» **EXCERPT TO READ**:
IPSWICH Town will reap the benefit of not staging a concert at Portman Road this summer.

Elvin King

IPSWICH Town will reap the benefit of not staging a concert at Portman Road this summer.

So says head groundsman Alan Ferguson, who predicts the playing surface will be as strong next season as at any time over the last decade.

And he is confident that it will help Roy Keane's side pass the ball around and play entertaining and enterprising football.

“It has been a huge benefit to be working on the pitch since corporate games ended on May 20,” said Ferguson. “The club may have lost revenue from not staging a concert but they could gain from a successful 2009/10 season.

“From a selfish point of view it has been a great help to me for the second year running.

“We have done a great deal of work over the last two years and the pitch is as strong as it has been since I've been here. It was in December 2006 that we re-turfed and we haven't looked back since.

“There is now a strong root mass, and Roy Keane and his side should have as good a pitch as anyone else in the Championship.”

A combination of the hottest spell for 100 years, a concert and problems with piping that led to some toxic issues in the summer of 2006 proved troublesome for Ferguson, who has three full-time assistants plus two seasonal staff at this time of year.

“It was catastrophic,” Ferguson admitted. “Now that is behind us and we are gaining from purchasing our own equipment during our last Premier League days.

“Because of this we have flexibility to do work when it needs to be done and not wait for contractors to become available.

“We have 'cleaned out' the main pitch with power equipment and, with the best growing weather still to come, the grass should strengthen even further.”

Ferguson also oversees 11 grass pitches at the club's Playford Road training ground and says that six will be ready for pre-season training when Keane's players return on July 2.

Four are currently being worked on and one is still being used by players who are already at the club and involved in rehabilitation after injury.

A big Rangers fan, Ferguson says that he fears for his favourites with ex-Town skipper Tony Mowbray now the new Celtic manager.

“I have a great deal of time for Tony and am sure he will do well at Parkhead,” said Ferguson.

“And his coach Peter Grant is Celtic through and through and will relish being back at the club.”

» **DATA SHOWN**:
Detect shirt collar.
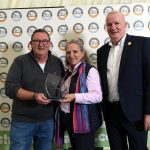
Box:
[108,34,127,47]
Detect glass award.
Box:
[45,73,63,100]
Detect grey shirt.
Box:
[5,52,64,122]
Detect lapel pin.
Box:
[128,42,132,45]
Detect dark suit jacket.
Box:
[97,35,150,121]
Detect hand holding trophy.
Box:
[45,73,63,101]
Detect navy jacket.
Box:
[97,35,150,121]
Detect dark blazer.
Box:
[97,34,150,121]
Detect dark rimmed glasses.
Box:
[32,40,50,45]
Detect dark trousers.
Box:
[105,102,147,150]
[61,112,95,150]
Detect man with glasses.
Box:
[5,29,64,150]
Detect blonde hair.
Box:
[65,38,88,66]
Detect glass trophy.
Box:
[45,73,63,100]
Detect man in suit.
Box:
[97,11,150,150]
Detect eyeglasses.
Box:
[32,40,50,45]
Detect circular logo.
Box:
[0,103,10,113]
[89,37,100,48]
[88,22,99,33]
[133,5,144,15]
[72,7,83,18]
[1,118,10,128]
[57,8,68,20]
[103,6,114,16]
[58,25,68,35]
[12,42,23,52]
[43,25,53,35]
[133,20,144,31]
[27,10,37,21]
[104,37,110,44]
[0,88,7,98]
[11,11,22,21]
[88,7,99,18]
[60,56,66,66]
[73,23,84,34]
[0,11,7,22]
[119,5,130,16]
[126,22,130,31]
[0,27,7,37]
[0,42,8,52]
[0,72,7,83]
[0,57,8,68]
[89,53,97,64]
[12,26,22,37]
[27,26,37,36]
[42,10,52,20]
[58,40,67,51]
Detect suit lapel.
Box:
[119,35,132,74]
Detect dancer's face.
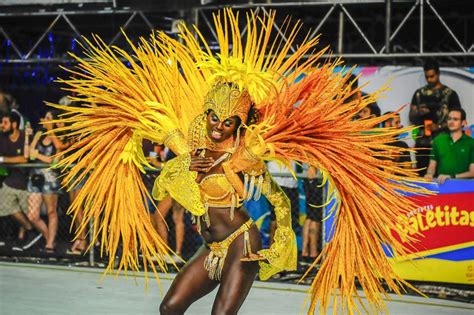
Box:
[206,110,238,143]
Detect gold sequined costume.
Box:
[50,10,427,313]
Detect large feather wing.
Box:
[256,68,429,313]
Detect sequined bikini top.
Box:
[199,174,241,208]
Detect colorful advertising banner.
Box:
[324,180,474,284]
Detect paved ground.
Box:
[0,262,474,315]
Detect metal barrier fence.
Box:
[0,164,324,278]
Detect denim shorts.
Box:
[28,168,61,194]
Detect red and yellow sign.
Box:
[393,190,474,284]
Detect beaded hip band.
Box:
[204,219,253,280]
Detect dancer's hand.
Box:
[189,151,214,173]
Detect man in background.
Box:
[409,61,461,176]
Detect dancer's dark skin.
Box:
[160,111,262,315]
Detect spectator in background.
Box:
[343,74,381,119]
[0,112,41,251]
[0,90,29,130]
[409,61,461,176]
[301,166,323,264]
[49,95,87,255]
[383,112,413,168]
[425,108,474,184]
[28,111,60,254]
[267,161,300,245]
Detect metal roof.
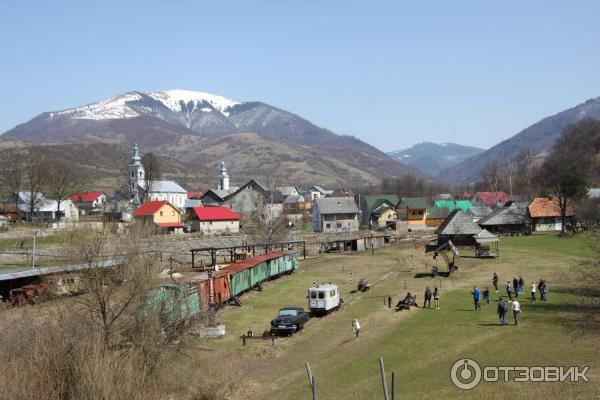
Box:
[315,197,359,214]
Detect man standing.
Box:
[471,286,481,310]
[519,275,525,294]
[512,299,521,325]
[423,286,431,308]
[506,281,512,301]
[498,297,507,325]
[352,318,360,337]
[483,286,490,304]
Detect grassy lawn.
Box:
[170,235,600,399]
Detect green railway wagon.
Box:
[250,261,269,287]
[230,269,252,296]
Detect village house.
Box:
[277,186,300,201]
[128,144,187,212]
[34,199,79,222]
[466,206,494,222]
[361,194,400,227]
[70,191,108,215]
[528,197,575,232]
[224,179,283,218]
[426,207,450,228]
[133,200,183,232]
[305,185,333,201]
[471,192,510,209]
[433,200,472,213]
[398,197,429,229]
[190,207,240,235]
[477,202,531,235]
[283,195,312,222]
[312,197,360,233]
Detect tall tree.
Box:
[24,153,47,221]
[142,153,162,198]
[45,160,84,220]
[538,121,600,234]
[0,154,25,223]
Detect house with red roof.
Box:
[191,207,240,235]
[133,200,183,232]
[471,192,510,208]
[69,191,108,215]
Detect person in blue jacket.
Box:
[471,286,481,310]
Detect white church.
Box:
[128,143,188,212]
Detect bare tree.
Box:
[45,160,84,220]
[0,154,25,223]
[70,230,156,348]
[539,154,587,234]
[518,148,538,200]
[24,153,47,221]
[142,153,162,198]
[506,157,515,199]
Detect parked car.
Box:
[271,307,310,335]
[308,283,344,315]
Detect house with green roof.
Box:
[433,200,471,213]
[361,194,400,227]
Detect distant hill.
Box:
[4,90,434,187]
[439,97,600,183]
[388,142,484,176]
[0,136,211,192]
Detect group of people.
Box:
[423,286,440,310]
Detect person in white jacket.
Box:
[512,299,521,325]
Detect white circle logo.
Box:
[450,358,481,390]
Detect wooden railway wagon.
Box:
[197,252,299,309]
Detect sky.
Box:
[0,0,600,151]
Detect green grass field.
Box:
[175,235,600,399]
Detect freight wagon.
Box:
[197,252,299,308]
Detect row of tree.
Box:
[0,150,86,221]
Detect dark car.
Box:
[271,307,310,335]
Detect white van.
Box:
[308,283,343,315]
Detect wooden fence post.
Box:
[379,357,390,400]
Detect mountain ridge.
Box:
[2,90,435,186]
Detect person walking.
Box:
[352,318,360,337]
[433,288,440,310]
[483,286,490,304]
[513,277,519,297]
[506,281,512,301]
[423,286,431,308]
[471,286,481,310]
[498,297,507,325]
[519,275,525,295]
[512,299,521,325]
[540,280,548,301]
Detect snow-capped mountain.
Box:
[3,90,431,185]
[388,142,483,176]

» **TASK REQUIREMENTS**:
**1)** From the article about the Portman Road pitch, repeat the passage that begins at the words "So says head" and stops after the words "successful 2009/10 season.".
**2)** According to the article about the Portman Road pitch, how many grass pitches does Alan Ferguson oversee at the Playford Road training ground?
The rows are separate material and have no connection to the article about the Portman Road pitch.

» **ANSWERS TO THE TASKS**:
**1)**
So says head groundsman Alan Ferguson, who predicts the playing surface will be as strong next season as at any time over the last decade.

And he is confident that it will help Roy Keane's side pass the ball around and play entertaining and enterprising football.

“It has been a huge benefit to be working on the pitch since corporate games ended on May 20,” said Ferguson. “The club may have lost revenue from not staging a concert but they could gain from a successful 2009/10 season.

**2)** He oversees 11 grass pitches there.